_Record extracts_.
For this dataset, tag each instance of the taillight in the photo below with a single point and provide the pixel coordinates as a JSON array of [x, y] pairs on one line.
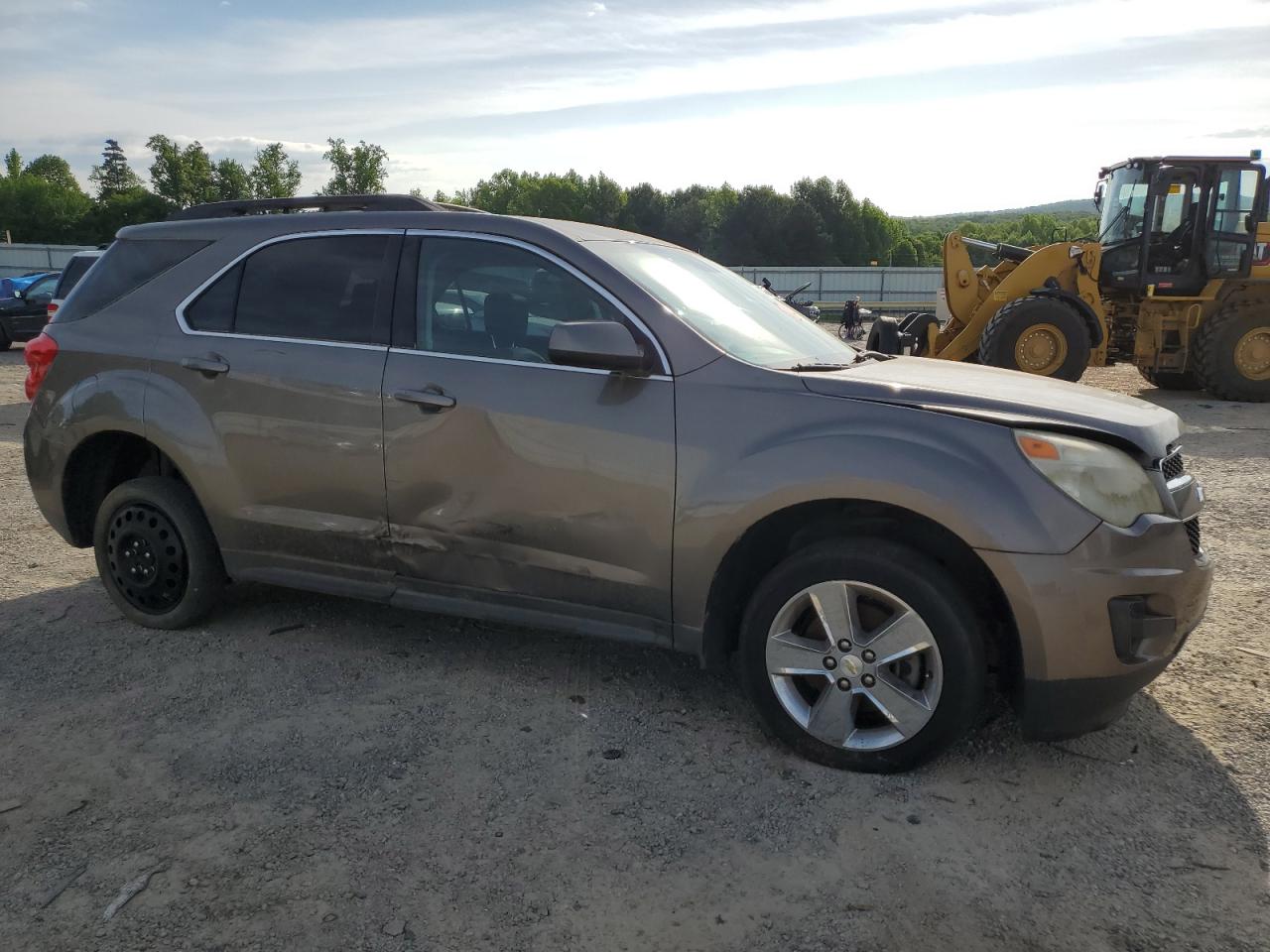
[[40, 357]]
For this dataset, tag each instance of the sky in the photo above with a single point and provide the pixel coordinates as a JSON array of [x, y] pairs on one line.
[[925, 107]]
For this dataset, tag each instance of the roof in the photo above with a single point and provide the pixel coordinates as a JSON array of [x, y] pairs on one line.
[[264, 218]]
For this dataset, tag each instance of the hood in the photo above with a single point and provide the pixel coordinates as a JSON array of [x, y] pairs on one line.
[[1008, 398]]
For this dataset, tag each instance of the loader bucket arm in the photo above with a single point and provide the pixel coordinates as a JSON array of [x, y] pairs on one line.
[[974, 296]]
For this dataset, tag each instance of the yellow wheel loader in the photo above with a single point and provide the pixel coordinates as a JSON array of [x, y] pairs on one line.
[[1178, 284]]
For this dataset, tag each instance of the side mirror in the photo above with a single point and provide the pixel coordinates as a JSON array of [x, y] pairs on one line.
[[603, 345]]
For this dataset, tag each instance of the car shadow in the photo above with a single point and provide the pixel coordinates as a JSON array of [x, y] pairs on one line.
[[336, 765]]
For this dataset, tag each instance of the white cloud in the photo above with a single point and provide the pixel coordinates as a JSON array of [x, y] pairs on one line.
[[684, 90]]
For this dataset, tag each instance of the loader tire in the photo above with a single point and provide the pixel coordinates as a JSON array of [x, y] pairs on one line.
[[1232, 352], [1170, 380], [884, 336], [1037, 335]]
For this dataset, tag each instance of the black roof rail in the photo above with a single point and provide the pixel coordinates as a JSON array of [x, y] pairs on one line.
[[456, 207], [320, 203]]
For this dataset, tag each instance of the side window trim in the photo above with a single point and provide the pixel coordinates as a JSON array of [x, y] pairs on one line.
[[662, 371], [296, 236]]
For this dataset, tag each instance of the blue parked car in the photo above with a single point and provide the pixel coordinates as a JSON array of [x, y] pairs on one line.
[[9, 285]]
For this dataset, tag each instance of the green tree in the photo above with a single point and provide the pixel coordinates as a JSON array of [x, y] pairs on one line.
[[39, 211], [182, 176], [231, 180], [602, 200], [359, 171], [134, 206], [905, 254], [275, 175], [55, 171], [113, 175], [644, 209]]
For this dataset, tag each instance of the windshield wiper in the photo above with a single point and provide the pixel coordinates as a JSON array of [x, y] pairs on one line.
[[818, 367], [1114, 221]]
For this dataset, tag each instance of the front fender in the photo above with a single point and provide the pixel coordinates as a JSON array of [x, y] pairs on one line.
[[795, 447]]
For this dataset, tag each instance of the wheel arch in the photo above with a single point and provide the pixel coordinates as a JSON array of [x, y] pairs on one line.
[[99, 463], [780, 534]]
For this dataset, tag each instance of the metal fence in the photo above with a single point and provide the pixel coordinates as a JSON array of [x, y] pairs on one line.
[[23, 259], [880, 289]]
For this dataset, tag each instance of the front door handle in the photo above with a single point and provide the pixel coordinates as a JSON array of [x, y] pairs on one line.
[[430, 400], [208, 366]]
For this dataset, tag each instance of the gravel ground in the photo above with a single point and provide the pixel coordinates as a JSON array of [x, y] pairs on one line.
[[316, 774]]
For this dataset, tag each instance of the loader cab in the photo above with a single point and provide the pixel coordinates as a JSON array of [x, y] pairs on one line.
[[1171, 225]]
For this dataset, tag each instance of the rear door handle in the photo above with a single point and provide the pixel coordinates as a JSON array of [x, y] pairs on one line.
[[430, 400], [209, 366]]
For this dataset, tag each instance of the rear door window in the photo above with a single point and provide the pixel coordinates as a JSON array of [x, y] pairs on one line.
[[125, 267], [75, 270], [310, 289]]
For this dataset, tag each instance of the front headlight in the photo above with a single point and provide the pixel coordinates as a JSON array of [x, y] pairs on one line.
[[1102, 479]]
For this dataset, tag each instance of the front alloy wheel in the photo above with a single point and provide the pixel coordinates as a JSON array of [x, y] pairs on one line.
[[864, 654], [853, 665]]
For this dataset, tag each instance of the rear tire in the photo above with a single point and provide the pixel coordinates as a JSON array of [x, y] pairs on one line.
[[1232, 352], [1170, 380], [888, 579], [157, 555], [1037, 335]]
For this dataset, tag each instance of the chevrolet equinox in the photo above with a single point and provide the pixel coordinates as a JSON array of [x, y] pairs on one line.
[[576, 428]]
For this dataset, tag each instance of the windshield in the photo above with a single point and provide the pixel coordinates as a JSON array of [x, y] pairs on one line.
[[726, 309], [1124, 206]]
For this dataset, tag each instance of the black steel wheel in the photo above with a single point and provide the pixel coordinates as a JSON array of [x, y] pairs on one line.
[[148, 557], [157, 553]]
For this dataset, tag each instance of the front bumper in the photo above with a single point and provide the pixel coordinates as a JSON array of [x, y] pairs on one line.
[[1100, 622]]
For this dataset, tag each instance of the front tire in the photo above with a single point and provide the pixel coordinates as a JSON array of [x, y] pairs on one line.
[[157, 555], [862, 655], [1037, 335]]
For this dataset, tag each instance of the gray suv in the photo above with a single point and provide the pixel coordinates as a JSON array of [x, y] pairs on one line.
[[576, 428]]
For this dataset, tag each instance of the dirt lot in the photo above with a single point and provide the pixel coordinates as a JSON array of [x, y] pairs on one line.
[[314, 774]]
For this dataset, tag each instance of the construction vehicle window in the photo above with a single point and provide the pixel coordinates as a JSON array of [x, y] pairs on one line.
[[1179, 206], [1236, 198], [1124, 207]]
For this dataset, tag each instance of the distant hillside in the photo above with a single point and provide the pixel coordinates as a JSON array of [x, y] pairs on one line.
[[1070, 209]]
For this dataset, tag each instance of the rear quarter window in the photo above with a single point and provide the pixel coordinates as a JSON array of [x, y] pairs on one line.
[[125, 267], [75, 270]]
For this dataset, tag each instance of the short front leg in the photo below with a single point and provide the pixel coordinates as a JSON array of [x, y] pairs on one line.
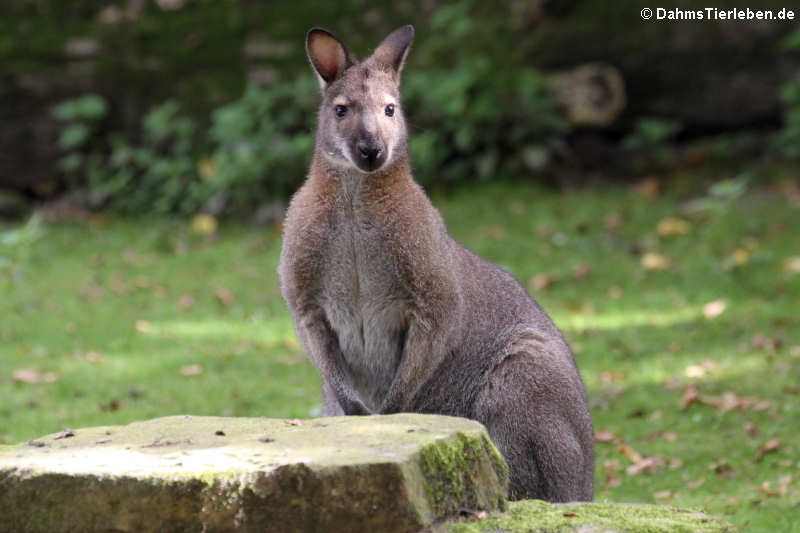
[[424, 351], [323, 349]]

_Directions_. Rewrite every one of the items above, changing "pixel coordinates" to "image coordinates" and keeping all other wording the same. Omit the pictures.

_Result_.
For this dataset, tag each instance of the taillight in the photo below with a single point and provide the image coordinates as a JSON array of [x, y] pairs on one line.
[[40, 357]]
For this dataset, tag each instance of the sky in the photo above with a single point and provide the image coordinates as a JSON array of [x, y] pairs on one line.
[[925, 107]]
For this dataset, tag each instance of the roof in the photo above with a single point and provide the image coordinates as a JSON array of [x, y] pairs on one line.
[[264, 218]]
For this dataset, tag each instance of the hood in the photo above with a single point and provide the image coordinates as a JSON array of [x, y] pairs on one line.
[[1008, 398]]
For this dataset, tag each instance of the loader bucket arm in the photo above with a single point and provide the image coordinates as a JSON array of [x, y] pairs on one line.
[[974, 296]]
For this dataset, tag each instance of the yellow wheel loader in the photo above with a single point and provide the image coordinates as a JSON array of [x, y] pairs on one line.
[[1178, 284]]
For this dataset, tag each instance of the side mirror in the photo above with a single point and provide the image coordinates as a JSON array of [x, y] pairs on one line.
[[603, 345]]
For this dataset, tag each instance of the car shadow in the photo above with a single point and provide the image coordinates as a JSON array of [x, y] pairs on one line.
[[336, 765]]
For this dataset, tag each instance of the white cloud in the photo above with a single point and provide the image coordinates as a JSON array of [x, y] pairs on one line.
[[684, 90]]
For this dataset, tag each instance of the loader tire in the photo above with a single point and provide the image coordinates as a JSON array of [x, y] pairs on one line.
[[1232, 352], [1170, 380], [884, 336], [1037, 335]]
For this dataset, tag each instance of the black roof rail in the photo above with a single point and provide the image coordinates as a JSON array of [x, y] pairs on one line.
[[456, 207], [320, 203]]
For this dataset, tag each instance of the side window trim in the photo above with a single point and provide the image coordinates as a JSON array of [x, y] pairs on one line.
[[662, 371], [296, 236]]
For this dataset, tag each instance of the blue parked car in the photo above with a single point and provide the image coordinates as a JSON array of [x, y] pairs on one line.
[[9, 285]]
For this dataset, tag each instance of the green tree in the photo above with a single point and provide the image coordinates as a JSON array of [x, y] pairs on one line.
[[39, 211], [182, 176], [231, 180], [602, 200], [359, 171], [134, 206], [905, 254], [275, 175], [55, 171], [113, 175], [644, 209]]
For this dataset, tag each instance of the windshield wiper in the photo above with a single point and provide the image coordinates as a JSON array of [x, y] pairs on one line.
[[818, 367], [1114, 221]]
For this dataset, tag each instance of the front fender in the photo above with a single point and provide the image coordinates as a JSON array of [x, y] pairs on one line.
[[795, 447]]
For this dataset, tag each instance of the wheel arch in the photo above with a single point and provide the image coordinates as a JSON array of [x, y] pairs on one line.
[[99, 463], [780, 534]]
For this dataset, tag each instance of the metal fence in the photo above with a single point and provide the image coordinates as a JSON array of [x, y] pairs on one line.
[[23, 259], [880, 289]]
For this dataset, tag each instance of the front door handle in the photo above with a single point and provide the image coordinates as a JSON array of [x, y] pairs on one line.
[[430, 400], [208, 366]]
For this dataset, tag each instance of the gravel ground in the photo above with a single point and provide the image coordinates as a JSON array of [x, y] pairs on one line.
[[316, 774]]
For this dataset, tag each instance of the loader cab in the photo above with a single point and provide the image coordinates as a JSON array of [x, y] pairs on one line.
[[1171, 225]]
For this dataset, tag each instance of the rear door handle in the photo above with a single point and provide the image coordinates as a JSON array of [x, y] pairs on one line.
[[430, 400], [209, 366]]
For this dataset, tag each instance of the rear door window in the photo above with a single point and provide the image coordinates as a JSON array of [x, y] pairs on one line.
[[125, 267], [75, 270], [310, 289]]
For this dataset, tag each instance of the front headlight in the photo above with a single point and provide the image coordinates as a JSON array of [x, y] pairs on one line.
[[1102, 479]]
For this dataset, tag each instance of the front alloy wheel in the photo above with a single point and provide the image coordinates as a JSON array of [x, y] pairs on one line.
[[864, 654], [853, 665]]
For this dataset, tag each instance of the rear tire in the photo above with a single point and provide the image coordinates as a JSON array of [x, y] pairs on one line.
[[1232, 352], [1170, 380], [888, 579], [157, 555], [1037, 335]]
For this dataset, tag each instance of the chevrolet equinox in the photo above with a single point and provide the image coordinates as a JSON array of [x, y] pairs on one line.
[[576, 428]]
For this dataset, tag each instance of the windshield in the photo above with a single point and provide the image coordinates as a JSON array of [x, y] pairs on one line.
[[726, 309], [1124, 206]]
For this dataset, tag each instance of the black steel wheel in the photo above with a single point and provide the image coordinates as a JSON array of [x, y] pairs on one line.
[[148, 557], [157, 553]]
For this dataset, tag each instance of the front bumper in the photo above with a single point and provide the image coordinates as a JSON array of [x, y] pairs on one line.
[[1100, 622]]
For this dataset, tag each instance of the front tire in the photo above with a single point and provide the image coordinates as a JSON array of [x, y] pairs on one line.
[[157, 555], [862, 655], [1037, 335]]
For this dataset, tag each instance of the gray suv in the photo above with a single point and provide the image coordinates as a JSON array of [x, y] pairs on one line.
[[576, 428]]
For this dataset, tag each instance of the dirt lot in the photo above with a single point and provide the image coordinates as a JSON array of [x, y] pairs on one line.
[[314, 774]]
For this dataset, tag each instance of the construction vehicle window in the photo above with a single point and provide the image coordinates as a JSON array of [x, y] pairs on one line.
[[1179, 206], [1236, 198], [1124, 207]]
For this dataset, tag each instance of the distant hillside in the photo above with a single point and provide the image coordinates as a JSON array of [x, y] pairs on one line.
[[1070, 209]]
For this dataset, tag each instance of the rear quarter window in the photo above with a single point and provide the image coordinates as a JSON array of [x, y] pairs on one line.
[[125, 267], [75, 270]]
For this dataset, tag each instance of the short front leg in the photo below with a single point and provide the image coordinates as a JSON array of [x, y] pairs on one line.
[[424, 351], [323, 349]]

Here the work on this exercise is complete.